TEXT EXCERPT ::
________________

Various embodiments of the present disclosure can be implemented on an information processing system. The information processing system is capable of implementing and/or performing any of the functionality set forth above. Any suitably configured processing system can be used as the information processing system in embodiments of the present disclosure. The information processing system is operational with numerous other general purpose or special purpose computing system environments, networks, or configurations. Examples of well-known computing systems, environments, and/or configurations that may be suitable for use with the information processing system include, but are not limited to, personal computer systems, server computer systems, thin clients, hand-held or laptop devices, multiprocessor systems, mobile devices, microprocessor-based systems, set top boxes, programmable consumer electronics, network PCs, minicomputer systems, mainframe computer systems, Internet-enabled television, and distributed cloud computing environments that include any of the above systems or devices, and the like.
For example, a user with a mobile device may be in communication with a server configured to implement the rich conversation system, according to an embodiment of the present disclosure. The mobile device can be, for example, a multi-modal wireless communication device, such as a “smart” phone, configured to store and execute mobile device applications (“apps”). Such a wireless communication device communicates with a wireless voice or data network using suitable wireless communications protocols. The user signs in and access the rich conversation service layer, including the various modules described above. The service layer in turn communicates with various databases, such as a user level DB, a generic content repository, and a conversation repository. The generic content repository may, for example, contain enterprise documents, internal data repositories, and 3rd party data repositories. The service layer queries these databases and presents responses back to the user based upon the rules and interactions of the rich conversation modules.

________________

SUPPLIED ENTRIES ::
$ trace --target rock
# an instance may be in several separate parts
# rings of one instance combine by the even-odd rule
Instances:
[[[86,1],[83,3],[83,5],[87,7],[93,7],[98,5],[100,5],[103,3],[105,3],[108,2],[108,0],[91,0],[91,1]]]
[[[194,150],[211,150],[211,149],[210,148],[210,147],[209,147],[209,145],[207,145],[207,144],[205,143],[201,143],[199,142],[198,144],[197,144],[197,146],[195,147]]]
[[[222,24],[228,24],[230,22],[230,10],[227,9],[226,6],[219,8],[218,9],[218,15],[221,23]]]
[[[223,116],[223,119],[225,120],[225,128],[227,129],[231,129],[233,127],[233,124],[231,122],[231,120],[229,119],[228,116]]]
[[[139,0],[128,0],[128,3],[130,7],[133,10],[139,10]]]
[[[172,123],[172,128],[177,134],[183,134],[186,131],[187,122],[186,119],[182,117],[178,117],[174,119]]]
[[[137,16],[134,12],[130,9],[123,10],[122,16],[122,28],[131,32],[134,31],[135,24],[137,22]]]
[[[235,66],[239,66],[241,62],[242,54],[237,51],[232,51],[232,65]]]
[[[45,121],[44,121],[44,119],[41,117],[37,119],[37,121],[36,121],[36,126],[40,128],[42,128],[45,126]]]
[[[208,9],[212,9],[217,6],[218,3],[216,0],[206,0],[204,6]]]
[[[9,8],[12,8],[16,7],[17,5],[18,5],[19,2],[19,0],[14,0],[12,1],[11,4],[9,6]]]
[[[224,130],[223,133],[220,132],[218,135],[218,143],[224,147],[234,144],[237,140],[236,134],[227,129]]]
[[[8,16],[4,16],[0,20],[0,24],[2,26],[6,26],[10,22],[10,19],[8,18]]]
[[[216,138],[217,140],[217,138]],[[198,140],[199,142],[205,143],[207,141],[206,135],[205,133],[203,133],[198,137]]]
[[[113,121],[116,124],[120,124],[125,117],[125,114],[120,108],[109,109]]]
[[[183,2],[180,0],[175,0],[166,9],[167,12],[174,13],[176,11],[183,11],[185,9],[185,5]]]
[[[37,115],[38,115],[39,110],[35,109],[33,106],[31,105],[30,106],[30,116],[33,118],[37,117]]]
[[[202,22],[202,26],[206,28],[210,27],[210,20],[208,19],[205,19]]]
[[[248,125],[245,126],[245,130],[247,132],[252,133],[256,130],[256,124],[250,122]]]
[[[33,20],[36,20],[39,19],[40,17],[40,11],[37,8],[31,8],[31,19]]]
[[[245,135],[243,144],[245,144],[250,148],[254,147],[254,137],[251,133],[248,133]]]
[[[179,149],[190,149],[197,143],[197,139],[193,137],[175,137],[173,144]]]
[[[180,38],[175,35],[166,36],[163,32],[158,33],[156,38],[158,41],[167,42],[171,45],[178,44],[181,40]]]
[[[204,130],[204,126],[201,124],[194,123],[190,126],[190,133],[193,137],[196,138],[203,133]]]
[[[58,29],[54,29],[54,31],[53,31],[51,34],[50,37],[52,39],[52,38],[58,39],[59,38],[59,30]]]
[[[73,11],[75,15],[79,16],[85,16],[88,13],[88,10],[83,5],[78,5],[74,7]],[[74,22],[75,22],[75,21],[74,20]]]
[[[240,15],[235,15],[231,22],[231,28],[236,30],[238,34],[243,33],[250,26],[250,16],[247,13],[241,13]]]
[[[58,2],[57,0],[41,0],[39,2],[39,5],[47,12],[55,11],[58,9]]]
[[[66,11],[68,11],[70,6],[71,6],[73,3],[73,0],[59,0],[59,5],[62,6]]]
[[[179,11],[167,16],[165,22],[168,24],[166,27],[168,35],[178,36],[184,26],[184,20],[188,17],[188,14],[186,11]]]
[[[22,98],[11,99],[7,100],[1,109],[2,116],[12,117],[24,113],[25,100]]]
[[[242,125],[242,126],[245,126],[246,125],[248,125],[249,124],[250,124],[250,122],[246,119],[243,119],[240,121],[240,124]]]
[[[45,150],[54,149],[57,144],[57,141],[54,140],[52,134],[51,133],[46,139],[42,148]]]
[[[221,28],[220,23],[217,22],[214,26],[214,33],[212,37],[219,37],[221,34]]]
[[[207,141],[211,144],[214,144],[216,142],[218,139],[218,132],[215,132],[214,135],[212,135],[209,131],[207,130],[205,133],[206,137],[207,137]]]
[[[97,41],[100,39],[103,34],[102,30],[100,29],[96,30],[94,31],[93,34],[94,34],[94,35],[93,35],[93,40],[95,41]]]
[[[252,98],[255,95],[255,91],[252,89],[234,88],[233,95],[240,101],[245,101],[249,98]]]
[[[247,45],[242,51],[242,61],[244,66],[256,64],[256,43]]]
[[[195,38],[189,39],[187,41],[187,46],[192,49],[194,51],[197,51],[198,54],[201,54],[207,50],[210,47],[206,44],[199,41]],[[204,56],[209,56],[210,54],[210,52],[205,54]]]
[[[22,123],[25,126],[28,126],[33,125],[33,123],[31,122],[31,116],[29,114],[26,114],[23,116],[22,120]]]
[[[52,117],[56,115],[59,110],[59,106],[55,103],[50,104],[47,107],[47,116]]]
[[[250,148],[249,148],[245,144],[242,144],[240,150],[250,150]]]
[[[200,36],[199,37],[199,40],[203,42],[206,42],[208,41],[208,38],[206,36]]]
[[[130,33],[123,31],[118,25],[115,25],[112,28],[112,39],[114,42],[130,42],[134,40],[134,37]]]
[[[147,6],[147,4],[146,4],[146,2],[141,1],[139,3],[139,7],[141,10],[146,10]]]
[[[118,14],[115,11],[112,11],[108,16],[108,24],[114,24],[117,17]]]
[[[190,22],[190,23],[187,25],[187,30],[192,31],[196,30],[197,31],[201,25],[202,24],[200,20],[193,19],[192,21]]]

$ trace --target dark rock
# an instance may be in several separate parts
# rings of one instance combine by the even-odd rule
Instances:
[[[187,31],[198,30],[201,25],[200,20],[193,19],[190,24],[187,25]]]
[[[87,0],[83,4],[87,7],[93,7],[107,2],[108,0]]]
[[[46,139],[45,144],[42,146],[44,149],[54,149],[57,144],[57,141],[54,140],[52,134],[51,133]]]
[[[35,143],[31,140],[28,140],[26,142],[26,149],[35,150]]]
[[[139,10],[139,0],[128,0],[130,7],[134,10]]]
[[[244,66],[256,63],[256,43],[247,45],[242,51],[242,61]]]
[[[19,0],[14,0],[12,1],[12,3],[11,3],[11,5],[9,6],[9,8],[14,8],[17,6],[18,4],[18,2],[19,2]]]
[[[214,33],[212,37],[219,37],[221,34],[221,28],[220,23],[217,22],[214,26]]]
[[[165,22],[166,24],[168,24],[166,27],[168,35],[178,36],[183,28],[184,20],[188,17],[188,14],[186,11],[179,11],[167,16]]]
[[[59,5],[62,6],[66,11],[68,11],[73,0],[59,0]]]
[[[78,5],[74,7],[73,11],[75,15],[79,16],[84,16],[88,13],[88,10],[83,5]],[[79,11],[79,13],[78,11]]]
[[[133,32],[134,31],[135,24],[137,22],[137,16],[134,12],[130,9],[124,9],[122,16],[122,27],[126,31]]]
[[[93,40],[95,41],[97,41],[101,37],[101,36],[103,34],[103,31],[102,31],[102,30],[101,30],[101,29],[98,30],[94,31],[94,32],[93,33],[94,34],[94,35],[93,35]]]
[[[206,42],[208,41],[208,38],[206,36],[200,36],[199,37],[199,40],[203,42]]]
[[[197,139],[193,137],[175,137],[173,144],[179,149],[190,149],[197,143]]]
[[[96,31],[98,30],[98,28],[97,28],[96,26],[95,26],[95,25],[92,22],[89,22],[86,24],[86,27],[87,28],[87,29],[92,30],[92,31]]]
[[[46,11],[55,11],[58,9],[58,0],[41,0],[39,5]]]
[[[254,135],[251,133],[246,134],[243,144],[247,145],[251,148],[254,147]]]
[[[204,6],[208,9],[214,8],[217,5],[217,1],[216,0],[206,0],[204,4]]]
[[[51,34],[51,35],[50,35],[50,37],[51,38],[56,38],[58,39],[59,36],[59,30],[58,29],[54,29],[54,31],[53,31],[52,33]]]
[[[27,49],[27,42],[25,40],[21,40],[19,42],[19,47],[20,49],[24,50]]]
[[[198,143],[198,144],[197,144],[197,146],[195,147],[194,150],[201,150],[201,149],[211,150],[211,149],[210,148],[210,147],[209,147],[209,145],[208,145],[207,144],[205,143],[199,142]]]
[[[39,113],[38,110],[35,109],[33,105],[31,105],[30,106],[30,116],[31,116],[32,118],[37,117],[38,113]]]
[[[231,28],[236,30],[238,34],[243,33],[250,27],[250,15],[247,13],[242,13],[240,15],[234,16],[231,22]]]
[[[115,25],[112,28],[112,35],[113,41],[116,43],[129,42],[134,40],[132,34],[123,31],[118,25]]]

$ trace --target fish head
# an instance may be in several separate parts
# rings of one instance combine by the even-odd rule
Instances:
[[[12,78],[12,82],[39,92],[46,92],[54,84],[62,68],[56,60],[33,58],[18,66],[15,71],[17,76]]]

________________

JOBS ::
1) Retype the entries starting at the line that contains "--target fish head" and ending at the last line of the entries, both ends included.
2) Extend the passage on the information processing system and rich conversation service beyond its final sentence.

ANSWERS TO THE EXERCISES ::
1)
$ trace --target fish head
# an instance may be in several separate parts
# rings of one instance combine by the even-odd rule
Instances:
[[[12,78],[12,82],[39,92],[46,92],[54,84],[62,68],[56,60],[33,58],[18,66],[15,71],[17,76]]]

2)
The rich conversation system may include, inter alia, various hardware components such as processing circuitry executing modules that may be described in the general context of computer system-executable instructions, such as program modules, being executed by the system. Generally, program modules can include routines, programs, objects, components, logic, data structures, and so on that perform particular tasks or implement particular abstract data types. The modules may be practiced in various computing environments such as conventional and distributed cloud computing environments where tasks are performed by remote processing devices that are linked through a communications network. In a distributed cloud computing environment, program modules may be located in both local and remote computer system storage media including memory storage devices. Program modules generally carry out the functions and/or methodologies of embodiments of the present disclosure, as described above.
In some embodiments, a system includes at least one memory and at least one processor of a computer system communicatively coupled to the at least one memory. The at least one processor can be configured to perform a method including methods described above.
According yet to another embodiment of the present disclosure, a computer readable storage medium comprises computer instructions which, responsive to being executed by one or more processors, cause the one or more processors to perform operations as described in the methods or systems above or elsewhere herein.
As shown in
The computer readable medium 120, according to the present example, can be communicatively coupled with a reader/writer device (not shown) that is communicatively coupled via the bus architecture 208 with the at least one processor 102. The instructions 107, which can include instructions, configuration parameters, and data, may be stored in the computer readable medium 120, the main memory 104, the persistent memory 106, and in the processor's internal memory such as cache memory and registers, as shown.
The information processing system 100 includes a user interface 110 that comprises a user output interface 112 and user input interface 114. Examples of elements of the user output interface 112 can include a display, a speaker, one or more indicator lights, one or more transducers that generate audible indicators, and a haptic signal generator. Examples of elements of the user input interface 114 can include a keyboard, a keypad, a mouse, a track pad, a touch pad, a microphone that receives audio signals, a camera, a video camera, or a scanner that scans images. The received audio signals or scanned images, for example, can be converted to electronic digital representation and stored in memory, and optionally can be used with corresponding voice or image recognition software executed by the processor 102 to receive user input data and commands, or to receive test data for example.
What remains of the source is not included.